Repeat all of the records verbatim.

◆ **Point placement records**:
— begin —
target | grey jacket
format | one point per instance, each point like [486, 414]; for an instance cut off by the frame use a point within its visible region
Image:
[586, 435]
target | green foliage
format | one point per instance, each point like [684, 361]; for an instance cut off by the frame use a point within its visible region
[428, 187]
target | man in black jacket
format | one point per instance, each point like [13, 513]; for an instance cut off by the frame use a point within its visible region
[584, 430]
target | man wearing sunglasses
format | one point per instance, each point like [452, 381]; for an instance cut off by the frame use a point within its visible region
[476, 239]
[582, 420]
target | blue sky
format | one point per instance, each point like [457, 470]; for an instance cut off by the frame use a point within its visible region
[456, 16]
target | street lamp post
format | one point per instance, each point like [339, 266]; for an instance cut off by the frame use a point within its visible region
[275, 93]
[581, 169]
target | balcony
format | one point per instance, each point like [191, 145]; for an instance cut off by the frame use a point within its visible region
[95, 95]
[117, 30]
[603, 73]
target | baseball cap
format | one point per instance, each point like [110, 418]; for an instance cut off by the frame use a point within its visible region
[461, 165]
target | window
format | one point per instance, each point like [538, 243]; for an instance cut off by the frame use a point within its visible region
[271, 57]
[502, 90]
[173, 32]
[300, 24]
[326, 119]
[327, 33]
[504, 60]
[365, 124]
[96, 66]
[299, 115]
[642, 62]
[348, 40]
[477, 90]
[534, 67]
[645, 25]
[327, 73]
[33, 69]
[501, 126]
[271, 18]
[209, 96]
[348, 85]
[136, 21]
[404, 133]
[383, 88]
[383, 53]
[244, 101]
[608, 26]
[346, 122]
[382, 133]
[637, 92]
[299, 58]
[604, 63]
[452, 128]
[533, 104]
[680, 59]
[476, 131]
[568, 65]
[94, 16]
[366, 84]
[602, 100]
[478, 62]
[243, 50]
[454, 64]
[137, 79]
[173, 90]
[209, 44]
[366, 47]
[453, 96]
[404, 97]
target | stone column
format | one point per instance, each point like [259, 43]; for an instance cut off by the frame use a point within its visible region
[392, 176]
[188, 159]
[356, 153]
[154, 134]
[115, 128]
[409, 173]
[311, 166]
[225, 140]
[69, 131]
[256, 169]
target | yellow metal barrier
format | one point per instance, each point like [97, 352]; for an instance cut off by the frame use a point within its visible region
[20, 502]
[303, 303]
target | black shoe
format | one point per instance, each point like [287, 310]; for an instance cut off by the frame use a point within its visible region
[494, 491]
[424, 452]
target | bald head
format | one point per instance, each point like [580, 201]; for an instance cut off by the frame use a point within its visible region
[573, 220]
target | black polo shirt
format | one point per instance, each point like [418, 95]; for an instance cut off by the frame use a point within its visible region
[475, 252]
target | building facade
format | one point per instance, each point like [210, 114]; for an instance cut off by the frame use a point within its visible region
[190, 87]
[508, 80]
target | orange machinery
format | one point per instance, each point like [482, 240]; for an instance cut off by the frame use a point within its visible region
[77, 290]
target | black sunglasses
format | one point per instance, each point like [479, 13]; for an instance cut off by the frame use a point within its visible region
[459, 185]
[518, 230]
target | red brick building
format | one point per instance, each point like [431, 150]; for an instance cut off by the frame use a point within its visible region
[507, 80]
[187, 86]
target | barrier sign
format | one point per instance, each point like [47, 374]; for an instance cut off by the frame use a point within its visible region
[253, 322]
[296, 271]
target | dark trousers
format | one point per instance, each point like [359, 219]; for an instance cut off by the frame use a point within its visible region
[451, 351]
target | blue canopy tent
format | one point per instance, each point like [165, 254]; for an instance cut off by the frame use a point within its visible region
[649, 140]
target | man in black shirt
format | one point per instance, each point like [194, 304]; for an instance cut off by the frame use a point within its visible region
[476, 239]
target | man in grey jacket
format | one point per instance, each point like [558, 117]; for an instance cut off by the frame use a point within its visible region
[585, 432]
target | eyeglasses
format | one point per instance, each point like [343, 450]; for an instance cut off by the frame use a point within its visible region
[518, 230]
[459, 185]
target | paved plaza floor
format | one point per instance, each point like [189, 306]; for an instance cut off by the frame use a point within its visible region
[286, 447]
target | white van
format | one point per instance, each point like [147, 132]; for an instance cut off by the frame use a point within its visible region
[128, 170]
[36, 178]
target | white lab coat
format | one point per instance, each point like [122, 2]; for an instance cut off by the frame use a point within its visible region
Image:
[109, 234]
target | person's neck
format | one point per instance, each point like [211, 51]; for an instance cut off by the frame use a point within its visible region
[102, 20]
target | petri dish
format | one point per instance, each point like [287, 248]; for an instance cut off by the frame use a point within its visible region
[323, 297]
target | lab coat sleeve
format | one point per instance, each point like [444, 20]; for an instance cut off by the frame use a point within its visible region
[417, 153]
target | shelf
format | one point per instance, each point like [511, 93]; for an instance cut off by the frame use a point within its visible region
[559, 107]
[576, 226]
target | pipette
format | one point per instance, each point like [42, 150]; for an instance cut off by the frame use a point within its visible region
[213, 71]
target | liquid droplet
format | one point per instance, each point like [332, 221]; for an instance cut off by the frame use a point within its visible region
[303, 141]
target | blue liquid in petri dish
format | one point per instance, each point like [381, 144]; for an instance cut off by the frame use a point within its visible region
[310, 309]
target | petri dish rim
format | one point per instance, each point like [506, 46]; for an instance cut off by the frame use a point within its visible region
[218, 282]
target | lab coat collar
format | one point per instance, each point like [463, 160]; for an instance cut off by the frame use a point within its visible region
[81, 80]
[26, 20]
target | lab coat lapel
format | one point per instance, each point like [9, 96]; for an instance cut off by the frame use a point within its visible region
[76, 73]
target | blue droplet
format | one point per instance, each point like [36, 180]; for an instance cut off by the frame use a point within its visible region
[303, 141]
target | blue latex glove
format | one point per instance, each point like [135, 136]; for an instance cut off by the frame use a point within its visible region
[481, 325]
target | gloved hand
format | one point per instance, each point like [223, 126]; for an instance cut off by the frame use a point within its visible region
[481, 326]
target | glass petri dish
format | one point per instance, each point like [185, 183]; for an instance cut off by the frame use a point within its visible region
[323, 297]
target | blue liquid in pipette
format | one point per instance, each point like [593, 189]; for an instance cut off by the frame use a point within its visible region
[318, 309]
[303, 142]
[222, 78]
— end —
◆ **Written response**:
target | grey jacket
format | one point per instance, each point like [486, 414]; for an instance cut off by the frame use a point within its visible region
Image:
[586, 435]
target | green foliage
format | one point per instance, each point like [684, 361]; for an instance cut off by the frame use a point within its visible region
[428, 187]
target | man in black jacket
format | one point per instance, each point like [13, 513]; for an instance cut off by the frame use a point within its visible region
[584, 430]
target | man wearing sunglasses
format | one point per instance, each point like [452, 381]; for an instance cut off by the frame use a point within its visible region
[476, 239]
[582, 420]
target | blue sky
format | one point per instance, each point like [457, 470]; for an instance cut off by the frame use a point within its visible region
[456, 16]
target | street lamp post
format | one point per instance, each point like [339, 266]; for an instance cut off by the frame use a point within its visible region
[275, 93]
[581, 169]
target | balcony
format | one point per instance, each point like [191, 145]; for an instance cut off by the frame use a point within its visible region
[95, 95]
[117, 30]
[603, 73]
target | baseball cap
format | one point per instance, each point like [110, 418]; for an instance cut off by the frame use a point within its visible region
[461, 165]
target | window
format | one point per instance, each point like [538, 243]; for an instance cut off by the frame use a point within its visible region
[271, 57]
[502, 90]
[173, 32]
[300, 24]
[326, 119]
[327, 33]
[504, 60]
[365, 124]
[96, 66]
[299, 115]
[642, 62]
[348, 40]
[477, 90]
[534, 67]
[645, 25]
[327, 73]
[33, 69]
[501, 126]
[271, 18]
[209, 96]
[348, 85]
[136, 21]
[404, 133]
[383, 88]
[383, 53]
[244, 101]
[608, 26]
[346, 122]
[382, 133]
[637, 92]
[299, 58]
[604, 63]
[452, 128]
[533, 104]
[680, 59]
[476, 131]
[568, 65]
[94, 16]
[366, 84]
[602, 100]
[478, 62]
[243, 50]
[454, 64]
[137, 79]
[173, 90]
[209, 44]
[366, 47]
[453, 96]
[404, 97]
target | stone column
format | one point per instance, each point like [259, 43]; for an instance cut off by the frame use a point within its visible region
[392, 176]
[188, 159]
[356, 153]
[154, 134]
[115, 128]
[409, 173]
[311, 166]
[225, 140]
[69, 131]
[256, 169]
target | yellow metal barrier
format | one point per instance, each point like [97, 352]; for an instance cut off by the frame use a point within its visible region
[20, 502]
[303, 303]
target | black shoe
format | one point per instance, each point like [287, 310]; for an instance cut off by the frame use a point within its visible region
[494, 491]
[424, 452]
target | bald head
format | one point per instance, each point like [580, 201]; for an instance cut off by the frame use a point within its visible region
[573, 220]
target | black polo shirt
format | one point per instance, each point like [418, 95]; for an instance cut off by the frame use a point within its visible region
[475, 252]
target | building facade
format | one point per instance, each point like [210, 114]; for an instance cut off by the frame use a point within its visible region
[190, 87]
[508, 80]
target | orange machinery
format | one point per instance, each point like [482, 240]; for an instance cut off by the frame use a point within its visible region
[77, 290]
target | black sunglasses
format | one point per instance, each point like [479, 13]; for an instance cut off by the frame use a point within its visible region
[459, 185]
[518, 230]
target | red brick building
format | one point per instance, each point like [431, 150]; for an instance cut off by the frame use a point within its visible region
[507, 80]
[187, 86]
target | barrier sign
format | one point per instance, each point like [47, 374]; for an instance cut off by the frame use a point within its visible region
[253, 322]
[296, 271]
target | dark trousers
format | one point per instance, each point like [359, 219]; for an instance cut off by the frame use a point within its visible region
[451, 351]
target | blue canopy tent
format | one point per instance, each point like [165, 254]; for an instance cut off by the frame use a point within its visible region
[649, 140]
target | man in black shirt
format | one point per instance, each point like [194, 304]; for an instance cut off by the frame use a point within its visible region
[476, 239]
target | man in grey jacket
format | one point per instance, each point like [558, 117]; for an instance cut off by the frame use a point within its visible region
[585, 432]
target | eyeglasses
format | one point per instance, each point like [343, 450]; for an instance cut off by the frame use a point within its visible region
[518, 230]
[459, 185]
target | paved plaza floor
format | one point per instance, each point like [189, 306]; for an instance cut off by the frame use a point within its visible region
[286, 447]
target | white van
format | one point per instance, each point like [147, 132]; for an instance cut off by the frame use a point within its visible region
[128, 170]
[36, 178]
target | white lab coat
format | one point per instance, each point like [122, 2]; for an instance cut off by the frame use a point within its visible region
Image:
[109, 234]
target | person's neck
format | one point per instance, each point like [211, 51]; for an instance cut off by the frame use a point within its visible region
[102, 20]
target | petri dish
format | one point per instance, each point like [287, 248]; for an instance cut off by the frame use a point within its visible region
[323, 297]
target | lab coat sleeve
format | one point per instance, each point like [444, 20]; for an instance cut off by the frame use a point within its visible region
[417, 153]
target | shelf
format | one point per instance, each point like [511, 93]; for an instance cut off by the frame use a point within its visible region
[559, 107]
[576, 226]
target | pipette
format | one point per instance, each point like [42, 150]; for an instance cut off by the frame use a point within its visible region
[213, 71]
target | liquid droplet
format | one point per instance, each point like [332, 221]; for an instance cut off by the frame use a point within its visible region
[303, 141]
target | blue liquid in petri dish
format | one point per instance, each point like [381, 144]; for an instance cut off by the frame use a point within its visible region
[310, 309]
target | petri dish rim
format | one point per instance, each point like [506, 46]; for an instance cut off by the frame use a point within its visible region
[218, 282]
target | lab coat collar
format | one point per instance, each point like [463, 160]; for an instance cut off by the frame use a point within its visible region
[81, 80]
[26, 20]
target | lab coat lapel
format | one point per instance, each point like [9, 96]; for an instance cut off by the frame use a point within its visible region
[76, 73]
target | blue droplet
format | one point per instance, each point like [36, 180]; for an instance cut off by the frame use a point within its visible region
[303, 141]
target | blue latex glove
format | one point per instance, each point like [135, 136]; for an instance cut off by the frame use a point within its visible region
[481, 325]
target | gloved hand
format | one point per instance, each point like [223, 126]; for an instance cut off by the frame use a point within its visible region
[481, 326]
target | glass petri dish
format | one point per instance, each point like [185, 183]; for an instance cut off by the frame use a point within its visible region
[323, 297]
target | blue liquid in pipette
format | one point per instance, each point like [593, 189]; for an instance cut off by the frame use a point within its visible region
[318, 309]
[303, 142]
[222, 78]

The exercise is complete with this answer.